__RECORDS SUPPLIED__:
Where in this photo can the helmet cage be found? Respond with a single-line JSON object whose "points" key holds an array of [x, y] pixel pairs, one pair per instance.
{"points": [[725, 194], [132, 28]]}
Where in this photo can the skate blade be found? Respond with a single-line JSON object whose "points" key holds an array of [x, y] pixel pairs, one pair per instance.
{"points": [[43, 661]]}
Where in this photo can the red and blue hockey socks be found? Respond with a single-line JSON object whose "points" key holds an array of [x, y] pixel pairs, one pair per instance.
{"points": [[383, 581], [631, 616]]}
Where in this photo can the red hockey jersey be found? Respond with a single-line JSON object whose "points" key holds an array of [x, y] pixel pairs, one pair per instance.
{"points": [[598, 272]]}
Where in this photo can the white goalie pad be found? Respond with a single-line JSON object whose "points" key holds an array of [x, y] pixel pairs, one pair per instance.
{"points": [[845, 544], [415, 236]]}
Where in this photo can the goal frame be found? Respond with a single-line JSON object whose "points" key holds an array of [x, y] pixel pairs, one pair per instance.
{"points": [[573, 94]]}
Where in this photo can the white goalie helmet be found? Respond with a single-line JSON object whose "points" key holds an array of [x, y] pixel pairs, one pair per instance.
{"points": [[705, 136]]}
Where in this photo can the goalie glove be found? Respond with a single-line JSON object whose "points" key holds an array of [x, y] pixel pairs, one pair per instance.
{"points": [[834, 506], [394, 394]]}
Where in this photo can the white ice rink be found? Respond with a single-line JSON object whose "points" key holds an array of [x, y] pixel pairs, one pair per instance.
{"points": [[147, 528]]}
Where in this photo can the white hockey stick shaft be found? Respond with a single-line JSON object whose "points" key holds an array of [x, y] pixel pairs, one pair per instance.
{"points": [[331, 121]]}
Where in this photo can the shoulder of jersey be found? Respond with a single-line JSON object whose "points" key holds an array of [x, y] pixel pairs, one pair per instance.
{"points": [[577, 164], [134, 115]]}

---

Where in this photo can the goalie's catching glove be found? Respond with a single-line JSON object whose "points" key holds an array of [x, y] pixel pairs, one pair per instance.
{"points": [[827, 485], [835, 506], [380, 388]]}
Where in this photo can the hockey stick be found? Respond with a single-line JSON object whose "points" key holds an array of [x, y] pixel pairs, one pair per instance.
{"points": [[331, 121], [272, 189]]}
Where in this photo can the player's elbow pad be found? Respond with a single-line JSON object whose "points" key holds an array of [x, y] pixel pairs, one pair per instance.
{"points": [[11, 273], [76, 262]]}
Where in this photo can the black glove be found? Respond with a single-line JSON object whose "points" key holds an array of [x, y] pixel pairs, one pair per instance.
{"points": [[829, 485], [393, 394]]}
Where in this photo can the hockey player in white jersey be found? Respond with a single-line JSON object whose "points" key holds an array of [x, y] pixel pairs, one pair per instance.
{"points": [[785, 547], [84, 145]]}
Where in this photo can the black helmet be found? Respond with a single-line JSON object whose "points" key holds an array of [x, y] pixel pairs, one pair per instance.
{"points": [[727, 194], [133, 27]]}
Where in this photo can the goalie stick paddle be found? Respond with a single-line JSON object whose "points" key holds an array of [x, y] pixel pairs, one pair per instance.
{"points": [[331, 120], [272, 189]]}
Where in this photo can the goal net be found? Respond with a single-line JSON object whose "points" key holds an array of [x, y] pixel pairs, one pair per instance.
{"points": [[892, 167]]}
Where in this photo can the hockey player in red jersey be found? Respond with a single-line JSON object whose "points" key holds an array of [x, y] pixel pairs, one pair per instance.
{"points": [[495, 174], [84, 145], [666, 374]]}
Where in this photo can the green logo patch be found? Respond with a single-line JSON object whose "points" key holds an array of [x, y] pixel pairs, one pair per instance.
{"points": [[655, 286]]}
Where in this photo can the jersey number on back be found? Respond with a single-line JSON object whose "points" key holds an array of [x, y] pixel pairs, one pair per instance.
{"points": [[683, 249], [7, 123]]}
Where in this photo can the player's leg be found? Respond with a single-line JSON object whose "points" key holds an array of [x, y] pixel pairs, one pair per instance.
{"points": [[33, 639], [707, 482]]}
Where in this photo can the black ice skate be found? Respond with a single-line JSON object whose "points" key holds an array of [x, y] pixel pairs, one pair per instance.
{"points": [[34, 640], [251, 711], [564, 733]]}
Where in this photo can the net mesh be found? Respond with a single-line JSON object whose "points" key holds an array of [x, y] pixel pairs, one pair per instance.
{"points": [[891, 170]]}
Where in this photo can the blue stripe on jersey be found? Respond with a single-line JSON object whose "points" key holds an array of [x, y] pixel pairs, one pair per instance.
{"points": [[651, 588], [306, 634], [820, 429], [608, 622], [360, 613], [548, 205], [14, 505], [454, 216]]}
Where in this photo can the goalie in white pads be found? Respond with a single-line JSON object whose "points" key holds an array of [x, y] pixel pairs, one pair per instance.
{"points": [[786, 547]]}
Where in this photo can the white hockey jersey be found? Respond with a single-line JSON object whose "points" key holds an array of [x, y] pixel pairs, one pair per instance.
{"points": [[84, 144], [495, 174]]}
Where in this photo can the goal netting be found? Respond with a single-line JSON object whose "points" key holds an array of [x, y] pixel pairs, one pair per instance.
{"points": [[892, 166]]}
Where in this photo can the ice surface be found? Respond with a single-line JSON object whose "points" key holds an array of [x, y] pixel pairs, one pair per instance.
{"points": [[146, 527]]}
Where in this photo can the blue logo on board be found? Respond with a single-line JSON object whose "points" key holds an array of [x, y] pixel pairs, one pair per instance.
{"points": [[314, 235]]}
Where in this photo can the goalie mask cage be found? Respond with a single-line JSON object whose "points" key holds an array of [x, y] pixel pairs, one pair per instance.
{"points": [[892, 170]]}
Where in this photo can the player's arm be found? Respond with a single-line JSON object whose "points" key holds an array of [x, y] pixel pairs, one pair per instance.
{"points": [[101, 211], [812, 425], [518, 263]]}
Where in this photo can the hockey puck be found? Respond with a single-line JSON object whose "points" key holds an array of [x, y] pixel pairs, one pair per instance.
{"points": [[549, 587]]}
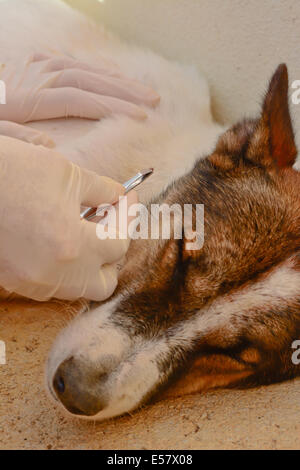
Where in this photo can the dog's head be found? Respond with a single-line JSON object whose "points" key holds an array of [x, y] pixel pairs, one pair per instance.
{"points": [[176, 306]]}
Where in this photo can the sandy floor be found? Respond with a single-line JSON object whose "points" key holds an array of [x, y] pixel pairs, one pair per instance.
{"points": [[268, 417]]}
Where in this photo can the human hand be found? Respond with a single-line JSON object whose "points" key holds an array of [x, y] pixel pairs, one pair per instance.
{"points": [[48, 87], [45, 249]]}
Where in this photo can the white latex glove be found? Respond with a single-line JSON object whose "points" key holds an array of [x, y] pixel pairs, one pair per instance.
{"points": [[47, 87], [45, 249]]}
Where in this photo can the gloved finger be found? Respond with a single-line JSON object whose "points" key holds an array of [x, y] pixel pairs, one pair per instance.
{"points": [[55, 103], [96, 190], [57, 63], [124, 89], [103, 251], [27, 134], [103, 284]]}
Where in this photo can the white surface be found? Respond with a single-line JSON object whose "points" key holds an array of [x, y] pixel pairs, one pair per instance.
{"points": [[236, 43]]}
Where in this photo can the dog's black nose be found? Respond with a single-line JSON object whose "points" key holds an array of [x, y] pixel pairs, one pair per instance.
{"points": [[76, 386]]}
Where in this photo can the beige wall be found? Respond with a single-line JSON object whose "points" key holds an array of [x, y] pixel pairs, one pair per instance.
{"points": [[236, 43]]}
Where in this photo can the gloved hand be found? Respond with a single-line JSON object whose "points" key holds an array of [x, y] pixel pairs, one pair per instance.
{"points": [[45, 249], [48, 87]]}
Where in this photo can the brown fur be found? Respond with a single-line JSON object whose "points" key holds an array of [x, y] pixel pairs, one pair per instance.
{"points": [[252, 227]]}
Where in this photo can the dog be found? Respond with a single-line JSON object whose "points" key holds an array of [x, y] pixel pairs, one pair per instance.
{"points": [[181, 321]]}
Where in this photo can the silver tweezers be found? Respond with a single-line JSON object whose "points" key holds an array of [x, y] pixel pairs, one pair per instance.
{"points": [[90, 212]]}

* * *

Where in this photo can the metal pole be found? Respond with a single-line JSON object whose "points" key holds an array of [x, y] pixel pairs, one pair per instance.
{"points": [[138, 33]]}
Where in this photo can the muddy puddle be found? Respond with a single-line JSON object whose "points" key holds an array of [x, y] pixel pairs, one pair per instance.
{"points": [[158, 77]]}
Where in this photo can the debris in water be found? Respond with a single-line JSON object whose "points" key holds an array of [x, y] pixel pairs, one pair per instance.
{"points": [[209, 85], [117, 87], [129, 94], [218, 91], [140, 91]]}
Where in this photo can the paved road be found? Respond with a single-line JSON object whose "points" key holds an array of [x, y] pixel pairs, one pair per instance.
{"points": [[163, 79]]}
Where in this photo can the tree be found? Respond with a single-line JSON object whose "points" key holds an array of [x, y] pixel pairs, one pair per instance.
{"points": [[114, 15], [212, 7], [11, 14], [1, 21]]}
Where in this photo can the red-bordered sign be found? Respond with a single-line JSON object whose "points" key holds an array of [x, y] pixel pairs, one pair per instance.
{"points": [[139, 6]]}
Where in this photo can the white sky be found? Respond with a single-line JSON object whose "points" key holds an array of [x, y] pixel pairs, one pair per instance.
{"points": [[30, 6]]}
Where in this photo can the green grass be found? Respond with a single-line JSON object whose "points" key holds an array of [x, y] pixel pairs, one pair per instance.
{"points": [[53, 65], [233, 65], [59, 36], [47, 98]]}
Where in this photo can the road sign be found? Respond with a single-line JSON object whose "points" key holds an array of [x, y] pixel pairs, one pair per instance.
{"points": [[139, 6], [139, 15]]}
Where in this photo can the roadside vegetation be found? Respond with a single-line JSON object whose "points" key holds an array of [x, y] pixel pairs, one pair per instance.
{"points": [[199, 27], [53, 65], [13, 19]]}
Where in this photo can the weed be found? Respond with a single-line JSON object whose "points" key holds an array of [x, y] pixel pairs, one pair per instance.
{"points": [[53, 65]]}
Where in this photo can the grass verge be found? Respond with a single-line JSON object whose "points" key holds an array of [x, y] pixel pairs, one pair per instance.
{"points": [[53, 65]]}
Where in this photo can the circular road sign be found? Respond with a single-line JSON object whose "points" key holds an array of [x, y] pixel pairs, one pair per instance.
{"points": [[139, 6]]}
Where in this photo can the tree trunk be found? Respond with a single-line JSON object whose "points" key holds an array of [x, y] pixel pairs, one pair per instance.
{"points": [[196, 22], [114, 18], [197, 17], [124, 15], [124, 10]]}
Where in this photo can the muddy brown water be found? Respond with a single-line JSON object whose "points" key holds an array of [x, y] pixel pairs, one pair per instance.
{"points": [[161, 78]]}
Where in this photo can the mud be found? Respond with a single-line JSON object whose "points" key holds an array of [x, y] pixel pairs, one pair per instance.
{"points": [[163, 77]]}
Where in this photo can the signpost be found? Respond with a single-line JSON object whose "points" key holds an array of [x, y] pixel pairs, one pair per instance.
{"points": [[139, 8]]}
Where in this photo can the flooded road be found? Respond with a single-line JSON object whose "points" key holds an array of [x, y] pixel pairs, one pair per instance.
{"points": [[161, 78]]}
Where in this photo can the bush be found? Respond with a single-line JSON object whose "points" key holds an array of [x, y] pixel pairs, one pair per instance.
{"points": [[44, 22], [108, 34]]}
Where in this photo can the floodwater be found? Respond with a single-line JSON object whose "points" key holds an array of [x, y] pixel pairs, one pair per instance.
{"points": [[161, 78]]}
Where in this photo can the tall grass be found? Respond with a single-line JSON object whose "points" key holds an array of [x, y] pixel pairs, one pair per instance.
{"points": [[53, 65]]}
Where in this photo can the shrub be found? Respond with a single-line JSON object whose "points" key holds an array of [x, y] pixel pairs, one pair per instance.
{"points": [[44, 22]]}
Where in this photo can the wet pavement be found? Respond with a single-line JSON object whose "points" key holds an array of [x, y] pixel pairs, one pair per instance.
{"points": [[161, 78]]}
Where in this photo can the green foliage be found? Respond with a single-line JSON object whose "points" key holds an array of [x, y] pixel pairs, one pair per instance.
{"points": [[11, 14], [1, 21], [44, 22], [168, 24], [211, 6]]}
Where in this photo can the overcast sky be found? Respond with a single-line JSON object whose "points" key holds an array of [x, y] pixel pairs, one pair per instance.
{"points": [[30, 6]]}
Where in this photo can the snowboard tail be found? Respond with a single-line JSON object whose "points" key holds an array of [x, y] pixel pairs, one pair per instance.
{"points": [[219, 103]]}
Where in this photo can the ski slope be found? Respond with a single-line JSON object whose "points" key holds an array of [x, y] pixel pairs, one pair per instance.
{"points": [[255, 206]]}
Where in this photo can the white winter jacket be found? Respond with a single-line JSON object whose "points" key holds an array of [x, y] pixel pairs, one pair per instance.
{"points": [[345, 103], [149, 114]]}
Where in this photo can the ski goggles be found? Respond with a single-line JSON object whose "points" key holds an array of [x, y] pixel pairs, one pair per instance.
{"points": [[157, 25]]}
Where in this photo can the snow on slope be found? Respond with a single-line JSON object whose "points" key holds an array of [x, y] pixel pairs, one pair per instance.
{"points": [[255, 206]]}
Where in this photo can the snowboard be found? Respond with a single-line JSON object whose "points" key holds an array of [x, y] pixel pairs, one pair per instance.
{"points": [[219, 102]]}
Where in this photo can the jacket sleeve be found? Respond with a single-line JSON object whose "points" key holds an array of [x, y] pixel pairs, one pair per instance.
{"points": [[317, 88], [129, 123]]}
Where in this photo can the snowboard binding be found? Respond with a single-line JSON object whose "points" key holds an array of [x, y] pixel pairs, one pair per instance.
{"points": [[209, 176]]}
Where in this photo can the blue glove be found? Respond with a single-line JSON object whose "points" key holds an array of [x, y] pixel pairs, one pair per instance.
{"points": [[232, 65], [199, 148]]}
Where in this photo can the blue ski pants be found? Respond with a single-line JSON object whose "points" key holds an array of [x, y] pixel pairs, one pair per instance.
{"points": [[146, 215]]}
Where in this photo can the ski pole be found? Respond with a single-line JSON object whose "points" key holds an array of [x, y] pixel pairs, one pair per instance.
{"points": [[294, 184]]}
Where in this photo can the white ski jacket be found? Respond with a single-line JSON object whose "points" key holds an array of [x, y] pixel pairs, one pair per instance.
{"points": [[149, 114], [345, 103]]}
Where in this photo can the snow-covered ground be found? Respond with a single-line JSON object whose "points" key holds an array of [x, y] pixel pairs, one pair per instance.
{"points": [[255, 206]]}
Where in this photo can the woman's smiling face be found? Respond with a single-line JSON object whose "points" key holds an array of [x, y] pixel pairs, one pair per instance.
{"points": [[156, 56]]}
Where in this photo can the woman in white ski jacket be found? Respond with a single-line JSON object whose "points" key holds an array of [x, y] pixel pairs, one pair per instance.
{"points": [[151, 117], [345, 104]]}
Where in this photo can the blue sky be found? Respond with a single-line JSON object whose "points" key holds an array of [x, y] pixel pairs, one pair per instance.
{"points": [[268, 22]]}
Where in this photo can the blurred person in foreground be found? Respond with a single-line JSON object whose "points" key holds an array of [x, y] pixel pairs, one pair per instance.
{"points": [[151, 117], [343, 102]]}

__EXERCISE__:
Pick out each line of the rows above that contains the string "logo" and copy it in full.

__SOLUTION__:
Where in this photo can the green logo patch be found? Respond with a single-line JSON object whose "points" key holds an array of [x, y] pixel pairs, one pair per instance.
Where in this photo can the blue logo on board be found? Respond with a single-line JSON object whose "points" key holds an array of [x, y] pixel pairs, one pair per instance.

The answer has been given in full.